## EXERCISE TEXT
□ □ □ □ □

Study reveals the relationship between genome folding and cellular functions

According to a study published recently in the Nature Genetics journal, the three-dimensional (3D) structure of the human genome is fundamental to provide a quick and strong inflammatory response, yet it is surprisingly insignificant for reprogramming one type of cell into another.

A region of the human genome with CTCF (left) and one without (right), resulting in two different shapes. Image Credit: Gregoire Stik.

These findings provide a deeper understanding of the underlying association between genome folding and cellular functions.

Every human cell has 2 m of genome compressed to a size of 10 µm inside the nucleus. Genome folding is not a mere packaging solution but more than that. It helps genes to establish physical contact with other types of genes or a regulatory element that may be situated remotely along the chromosome. This is significant for the functioning of cells.

Architectural proteins weave the accurate 3D structure of the genome together. CTCF is among the most eminent of these structural proteins. Together, CTCF helps to mold the overall 3D structure of the genome, and this is the reason why it has been demonstrated to be significant for the development of embryos, cell cycles, DNA repair, and several other crucial processes that make it an area of intense research.

□ □ □ □ □

## PROVIDED RECORDS
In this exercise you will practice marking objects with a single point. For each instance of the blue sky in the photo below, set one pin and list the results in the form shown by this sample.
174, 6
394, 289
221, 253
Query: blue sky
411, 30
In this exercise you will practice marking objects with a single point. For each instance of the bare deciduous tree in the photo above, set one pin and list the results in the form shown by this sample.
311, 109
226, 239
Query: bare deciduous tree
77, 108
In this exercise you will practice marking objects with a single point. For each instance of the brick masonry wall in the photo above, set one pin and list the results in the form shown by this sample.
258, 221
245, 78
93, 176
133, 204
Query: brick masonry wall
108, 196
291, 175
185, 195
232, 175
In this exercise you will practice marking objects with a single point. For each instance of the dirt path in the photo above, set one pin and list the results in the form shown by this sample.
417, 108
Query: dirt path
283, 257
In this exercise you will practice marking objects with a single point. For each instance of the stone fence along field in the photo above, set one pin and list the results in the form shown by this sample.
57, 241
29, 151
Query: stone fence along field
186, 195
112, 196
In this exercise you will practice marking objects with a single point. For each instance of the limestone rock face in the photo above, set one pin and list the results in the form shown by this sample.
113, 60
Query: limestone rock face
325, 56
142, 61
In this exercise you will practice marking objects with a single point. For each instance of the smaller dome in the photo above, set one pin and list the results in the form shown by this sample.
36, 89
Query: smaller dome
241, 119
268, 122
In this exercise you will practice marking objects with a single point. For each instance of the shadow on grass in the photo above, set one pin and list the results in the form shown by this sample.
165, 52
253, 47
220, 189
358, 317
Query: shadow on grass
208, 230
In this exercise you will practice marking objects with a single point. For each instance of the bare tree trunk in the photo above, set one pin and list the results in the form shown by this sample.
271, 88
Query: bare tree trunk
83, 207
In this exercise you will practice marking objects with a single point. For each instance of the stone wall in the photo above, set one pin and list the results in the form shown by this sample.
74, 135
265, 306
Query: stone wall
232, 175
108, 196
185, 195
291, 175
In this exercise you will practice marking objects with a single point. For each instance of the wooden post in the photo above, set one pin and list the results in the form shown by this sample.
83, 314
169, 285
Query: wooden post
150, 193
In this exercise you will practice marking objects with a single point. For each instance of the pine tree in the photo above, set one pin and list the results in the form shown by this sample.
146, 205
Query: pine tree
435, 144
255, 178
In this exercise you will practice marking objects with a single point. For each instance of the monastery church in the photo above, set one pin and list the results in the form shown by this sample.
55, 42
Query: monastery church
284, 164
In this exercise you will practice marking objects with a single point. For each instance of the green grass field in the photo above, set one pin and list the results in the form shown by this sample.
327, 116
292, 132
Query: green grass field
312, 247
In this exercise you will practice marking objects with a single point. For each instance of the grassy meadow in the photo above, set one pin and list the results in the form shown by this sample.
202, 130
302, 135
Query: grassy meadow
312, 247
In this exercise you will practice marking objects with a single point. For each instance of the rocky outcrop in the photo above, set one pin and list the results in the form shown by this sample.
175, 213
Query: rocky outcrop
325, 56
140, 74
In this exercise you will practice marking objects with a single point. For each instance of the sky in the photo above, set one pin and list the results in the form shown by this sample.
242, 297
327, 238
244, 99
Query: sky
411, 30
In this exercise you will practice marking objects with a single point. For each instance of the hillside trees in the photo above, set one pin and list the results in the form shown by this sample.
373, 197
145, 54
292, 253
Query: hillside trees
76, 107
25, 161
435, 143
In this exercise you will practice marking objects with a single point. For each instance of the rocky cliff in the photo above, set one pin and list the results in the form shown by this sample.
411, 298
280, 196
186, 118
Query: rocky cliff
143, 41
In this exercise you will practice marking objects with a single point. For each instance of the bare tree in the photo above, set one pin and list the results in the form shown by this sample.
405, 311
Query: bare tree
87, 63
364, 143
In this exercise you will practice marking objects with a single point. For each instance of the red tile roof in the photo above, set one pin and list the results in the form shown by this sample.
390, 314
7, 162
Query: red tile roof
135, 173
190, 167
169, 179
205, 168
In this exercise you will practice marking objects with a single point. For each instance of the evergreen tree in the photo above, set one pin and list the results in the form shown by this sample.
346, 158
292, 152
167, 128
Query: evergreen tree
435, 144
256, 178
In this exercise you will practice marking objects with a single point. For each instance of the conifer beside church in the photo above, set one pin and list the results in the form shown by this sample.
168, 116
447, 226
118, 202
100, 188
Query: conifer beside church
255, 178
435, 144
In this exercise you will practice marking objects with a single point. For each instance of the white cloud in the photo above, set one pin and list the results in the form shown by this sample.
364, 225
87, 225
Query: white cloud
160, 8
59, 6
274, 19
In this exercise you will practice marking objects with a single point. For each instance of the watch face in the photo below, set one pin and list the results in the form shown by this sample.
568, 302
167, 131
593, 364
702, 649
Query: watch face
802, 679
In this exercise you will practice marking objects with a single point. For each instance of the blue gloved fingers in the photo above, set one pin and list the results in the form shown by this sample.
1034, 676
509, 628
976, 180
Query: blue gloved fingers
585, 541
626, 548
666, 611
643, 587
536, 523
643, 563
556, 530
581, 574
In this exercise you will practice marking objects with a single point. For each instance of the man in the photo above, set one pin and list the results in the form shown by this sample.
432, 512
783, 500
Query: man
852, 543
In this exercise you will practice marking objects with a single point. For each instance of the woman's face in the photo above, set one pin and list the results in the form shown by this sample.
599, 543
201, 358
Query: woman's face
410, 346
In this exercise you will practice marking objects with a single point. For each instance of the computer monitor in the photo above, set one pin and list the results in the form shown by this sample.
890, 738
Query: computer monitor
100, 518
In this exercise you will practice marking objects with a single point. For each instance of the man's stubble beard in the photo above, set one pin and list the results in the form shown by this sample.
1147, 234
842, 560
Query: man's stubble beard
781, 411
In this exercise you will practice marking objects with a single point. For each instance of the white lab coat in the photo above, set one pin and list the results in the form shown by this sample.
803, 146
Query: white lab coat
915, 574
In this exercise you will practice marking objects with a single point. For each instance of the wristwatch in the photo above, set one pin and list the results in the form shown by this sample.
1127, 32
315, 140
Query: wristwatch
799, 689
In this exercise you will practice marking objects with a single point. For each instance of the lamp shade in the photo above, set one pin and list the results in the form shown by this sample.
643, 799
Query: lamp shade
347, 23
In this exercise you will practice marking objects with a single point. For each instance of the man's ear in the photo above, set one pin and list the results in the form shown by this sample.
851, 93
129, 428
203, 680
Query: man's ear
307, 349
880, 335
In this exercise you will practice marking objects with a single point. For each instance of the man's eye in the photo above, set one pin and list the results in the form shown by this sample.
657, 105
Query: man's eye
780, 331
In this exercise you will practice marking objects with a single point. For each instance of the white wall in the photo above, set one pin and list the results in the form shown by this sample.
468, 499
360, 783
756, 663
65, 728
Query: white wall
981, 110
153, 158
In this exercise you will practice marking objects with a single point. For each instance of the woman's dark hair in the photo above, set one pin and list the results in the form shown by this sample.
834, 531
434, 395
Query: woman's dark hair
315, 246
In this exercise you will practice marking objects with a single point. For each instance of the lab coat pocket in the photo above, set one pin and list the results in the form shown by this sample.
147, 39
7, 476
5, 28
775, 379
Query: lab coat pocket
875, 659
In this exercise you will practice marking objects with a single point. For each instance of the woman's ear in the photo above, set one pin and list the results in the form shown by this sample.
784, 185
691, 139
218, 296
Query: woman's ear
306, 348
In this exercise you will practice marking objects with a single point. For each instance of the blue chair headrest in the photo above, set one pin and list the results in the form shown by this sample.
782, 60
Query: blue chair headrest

□ □ □ □ □

## THE TASK
Edit the genome folding article, starting with "Every human cell" and going on through "of intense research.", so that "weave" is replaced by "assemble". Use only the genome folding article and disregard the records.

## EXERCISE RESULT
Every human cell has 2 m of genome compressed to a size of 10 µm inside the nucleus. Genome folding is not a mere packaging solution but more than that. It helps genes to establish physical contact with other types of genes or a regulatory element that may be situated remotely along the chromosome. This is significant for the functioning of cells.

Architectural proteins assemble the accurate 3D structure of the genome together. CTCF is among the most eminent of these structural proteins. Together, CTCF helps to mold the overall 3D structure of the genome, and this is the reason why it has been demonstrated to be significant for the development of embryos, cell cycles, DNA repair, and several other crucial processes that make it an area of intense research.